— Start of EXTRACT TO READ —
If we're in the realm of "non-standard linker tricks"...
Compilers will concatenate sections of the same name. You can use this trick to produce a concatenation of arrays across several files:
$ cat t1.c
__attribute__((section("some_array"))) int a[] = {1, 2, 3};
$ cat t2.c
__attribute__((section("some_array"))) int b[] = {4, 5, 6};
$ cat t.c
#include <stdio.h>
extern const int __start_some_array;
extern const int __stop_some_array;
int main() {
const int* ptr = &__start_some_array;
const int n = &__stop_some_array - ptr;
for (int i = 0; i < n; i++) {
printf("some_array[%d] = %d\n", i, ptr[i]);
}
return 0;
}
$ gcc -std=c99 -o t t.c t1.c t2.c && ./t
some_array[0] = 1
some_array[1] = 2
some_array[2] = 3
some_array[3] = 4
some_array[4] = 5
some_array[5] = 6
This is the mechanism that linkers use "under the hood" to get a list of C++ object initializers that need to run pre-main().
— End of EXTRACT TO READ —
— Start of RECORD SET —
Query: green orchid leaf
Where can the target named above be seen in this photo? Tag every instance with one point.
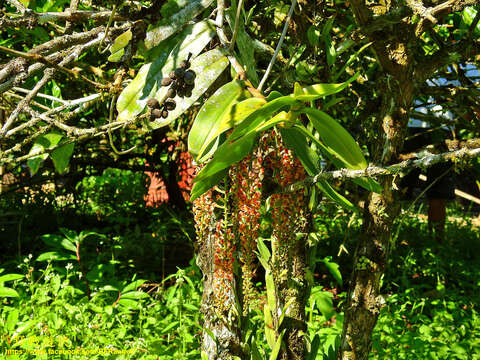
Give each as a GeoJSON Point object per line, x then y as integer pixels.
{"type": "Point", "coordinates": [226, 155]}
{"type": "Point", "coordinates": [61, 157]}
{"type": "Point", "coordinates": [351, 59]}
{"type": "Point", "coordinates": [208, 68]}
{"type": "Point", "coordinates": [338, 142]}
{"type": "Point", "coordinates": [317, 91]}
{"type": "Point", "coordinates": [338, 145]}
{"type": "Point", "coordinates": [42, 144]}
{"type": "Point", "coordinates": [8, 292]}
{"type": "Point", "coordinates": [263, 250]}
{"type": "Point", "coordinates": [312, 354]}
{"type": "Point", "coordinates": [173, 24]}
{"type": "Point", "coordinates": [11, 277]}
{"type": "Point", "coordinates": [278, 345]}
{"type": "Point", "coordinates": [323, 301]}
{"type": "Point", "coordinates": [270, 285]}
{"type": "Point", "coordinates": [269, 330]}
{"type": "Point", "coordinates": [118, 48]}
{"type": "Point", "coordinates": [213, 118]}
{"type": "Point", "coordinates": [295, 140]}
{"type": "Point", "coordinates": [236, 115]}
{"type": "Point", "coordinates": [259, 116]}
{"type": "Point", "coordinates": [134, 97]}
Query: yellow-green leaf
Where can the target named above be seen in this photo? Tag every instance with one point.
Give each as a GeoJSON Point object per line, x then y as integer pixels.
— End of RECORD SET —
* [TASK DETAILS]
Please condense the paragraph in the linker tricks post that begins "Compilers will concatenate sections" into one sentence, keeping its main facts.

* [OUTPUT OF THE EXERCISE]
Since compilers join sections that share a name, you can use this to build one concatenated array from arrays in several files.